Written problem A
In the data entries, from the line with "Each instance of the wispy" through the last line of the entries, can you update "wispy cloud" to "cirrus cloud" and leave everything else unchanged?

Extract to read

ConsistencySystem Design

An Overview of Strong Consistency

This is the 7th post in a series on System Design.

Eventual consistent databases allow data sets to be partitioned and replicated across multiple machines, as discussed in our previous post. Scalability is achieved at the expense of maintaining strong data consistency across replicas and allowing conflicting writes. These trade-offs have two consequences. The first problem is that different clients may see either the old or the latest value for a data object until all replicas converge on the latest value. A second concern is the application’s responsibility to ensure that data is not lost when multiple clients update an object concurrently.

Strong consistent data systems are another class of distributed databases.

Strong consistent systems, also known as NewSQL, aim to ensure that data objects are updated consistently across all clients. Furthermore, they provide the well-known benefits of atomicity, consistency, isolation, and durability (ACID) database transactions.

Written problem B
Does the overview of strong consistency agree with each statement? (i) Eventually consistent databases let data sets be partitioned and replicated across multiple machines. (ii) Strong consistent systems are also called NoSQL. (iii) The post is the fifth in a series on System Design.

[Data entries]

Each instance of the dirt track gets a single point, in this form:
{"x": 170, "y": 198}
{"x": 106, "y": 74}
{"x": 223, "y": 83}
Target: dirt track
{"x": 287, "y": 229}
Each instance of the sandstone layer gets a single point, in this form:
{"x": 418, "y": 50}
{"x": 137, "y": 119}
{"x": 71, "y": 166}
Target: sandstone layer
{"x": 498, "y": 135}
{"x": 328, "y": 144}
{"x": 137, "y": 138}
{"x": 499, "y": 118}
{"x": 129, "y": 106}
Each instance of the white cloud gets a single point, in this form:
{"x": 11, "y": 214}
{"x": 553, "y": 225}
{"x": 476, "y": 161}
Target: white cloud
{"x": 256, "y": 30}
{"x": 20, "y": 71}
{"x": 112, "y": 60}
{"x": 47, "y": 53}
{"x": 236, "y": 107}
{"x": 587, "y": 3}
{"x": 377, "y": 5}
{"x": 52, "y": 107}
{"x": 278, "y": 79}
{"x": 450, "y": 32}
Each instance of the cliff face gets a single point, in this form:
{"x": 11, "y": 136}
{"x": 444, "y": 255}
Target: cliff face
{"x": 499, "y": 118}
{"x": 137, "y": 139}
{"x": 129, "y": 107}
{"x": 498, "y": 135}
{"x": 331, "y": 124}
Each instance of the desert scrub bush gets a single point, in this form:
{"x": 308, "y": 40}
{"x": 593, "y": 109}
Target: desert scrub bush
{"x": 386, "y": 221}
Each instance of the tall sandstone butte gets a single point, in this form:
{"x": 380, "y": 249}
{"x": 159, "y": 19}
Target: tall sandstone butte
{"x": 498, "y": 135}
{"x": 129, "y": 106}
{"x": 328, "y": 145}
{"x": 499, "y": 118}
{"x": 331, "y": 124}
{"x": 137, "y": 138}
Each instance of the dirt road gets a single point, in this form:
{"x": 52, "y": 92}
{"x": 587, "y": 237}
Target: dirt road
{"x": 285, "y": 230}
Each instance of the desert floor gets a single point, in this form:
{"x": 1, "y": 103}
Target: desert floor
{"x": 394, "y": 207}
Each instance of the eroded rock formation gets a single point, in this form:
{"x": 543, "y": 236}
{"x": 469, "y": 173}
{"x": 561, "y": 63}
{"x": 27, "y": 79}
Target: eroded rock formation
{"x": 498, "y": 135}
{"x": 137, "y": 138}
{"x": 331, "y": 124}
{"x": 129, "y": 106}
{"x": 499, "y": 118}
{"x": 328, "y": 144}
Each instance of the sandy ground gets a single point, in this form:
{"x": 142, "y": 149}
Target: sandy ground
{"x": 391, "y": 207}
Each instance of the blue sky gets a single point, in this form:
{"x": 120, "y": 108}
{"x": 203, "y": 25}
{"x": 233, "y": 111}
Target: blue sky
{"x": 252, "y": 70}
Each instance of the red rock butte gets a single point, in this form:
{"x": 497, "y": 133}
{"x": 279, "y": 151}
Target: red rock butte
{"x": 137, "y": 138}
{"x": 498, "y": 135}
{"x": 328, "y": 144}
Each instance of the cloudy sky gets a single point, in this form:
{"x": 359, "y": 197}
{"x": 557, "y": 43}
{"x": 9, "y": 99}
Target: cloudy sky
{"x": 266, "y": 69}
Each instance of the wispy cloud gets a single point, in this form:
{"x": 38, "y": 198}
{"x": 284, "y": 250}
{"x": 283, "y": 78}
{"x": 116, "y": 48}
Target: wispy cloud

Output A
Each instance of the cirrus cloud gets a single point, in this form:
{"x": 38, "y": 198}
{"x": 284, "y": 250}
{"x": 283, "y": 78}
{"x": 116, "y": 48}
Target: cirrus cloud

Output B
(i) Yes: "Eventual consistent databases allow data sets to be partitioned and replicated across multiple machines"
(ii) No: "Strong consistent systems, also known as NewSQL"
(iii) No: "This is the 7th post in a series on System Design."